Задание: Перепишите без изменений только строки от строки с «</instance>» до строки с «negative clicks: (416, 355)» включительно.

═══ Фрагмент данных

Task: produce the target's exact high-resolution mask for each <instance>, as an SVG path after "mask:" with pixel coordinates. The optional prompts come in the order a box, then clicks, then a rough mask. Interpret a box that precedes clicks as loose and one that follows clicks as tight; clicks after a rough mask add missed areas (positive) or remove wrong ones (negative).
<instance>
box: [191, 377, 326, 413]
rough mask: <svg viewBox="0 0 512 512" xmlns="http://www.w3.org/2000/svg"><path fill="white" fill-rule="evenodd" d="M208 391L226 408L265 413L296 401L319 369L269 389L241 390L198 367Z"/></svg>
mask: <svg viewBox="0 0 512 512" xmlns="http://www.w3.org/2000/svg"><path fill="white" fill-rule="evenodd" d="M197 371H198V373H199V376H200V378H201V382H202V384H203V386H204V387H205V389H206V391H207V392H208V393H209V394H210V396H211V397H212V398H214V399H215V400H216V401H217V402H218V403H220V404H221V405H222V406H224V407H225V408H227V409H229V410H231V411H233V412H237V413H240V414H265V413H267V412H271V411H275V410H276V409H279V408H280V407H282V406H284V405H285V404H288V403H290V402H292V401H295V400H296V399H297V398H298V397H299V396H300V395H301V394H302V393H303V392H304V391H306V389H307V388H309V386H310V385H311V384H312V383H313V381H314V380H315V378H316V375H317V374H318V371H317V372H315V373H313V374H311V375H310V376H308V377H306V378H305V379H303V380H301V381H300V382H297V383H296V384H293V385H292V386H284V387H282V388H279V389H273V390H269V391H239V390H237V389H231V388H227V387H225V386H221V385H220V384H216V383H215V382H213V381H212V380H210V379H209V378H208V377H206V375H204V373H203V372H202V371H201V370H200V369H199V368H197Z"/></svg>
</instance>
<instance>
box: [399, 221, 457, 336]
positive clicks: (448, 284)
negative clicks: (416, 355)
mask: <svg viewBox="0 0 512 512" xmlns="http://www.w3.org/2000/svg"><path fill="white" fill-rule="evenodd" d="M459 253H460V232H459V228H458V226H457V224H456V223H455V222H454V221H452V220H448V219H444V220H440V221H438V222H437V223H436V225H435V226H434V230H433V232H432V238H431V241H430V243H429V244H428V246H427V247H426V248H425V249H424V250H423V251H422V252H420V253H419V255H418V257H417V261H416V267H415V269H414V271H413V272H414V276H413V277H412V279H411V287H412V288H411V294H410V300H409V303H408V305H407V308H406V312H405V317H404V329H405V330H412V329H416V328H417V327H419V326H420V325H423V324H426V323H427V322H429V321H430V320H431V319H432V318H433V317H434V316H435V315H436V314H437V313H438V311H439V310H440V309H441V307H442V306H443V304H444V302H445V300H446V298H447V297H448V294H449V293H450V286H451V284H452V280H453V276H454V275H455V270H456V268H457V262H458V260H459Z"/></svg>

══════

Ответ к заданию:
</instance>
<instance>
box: [399, 221, 457, 336]
positive clicks: (448, 284)
negative clicks: (416, 355)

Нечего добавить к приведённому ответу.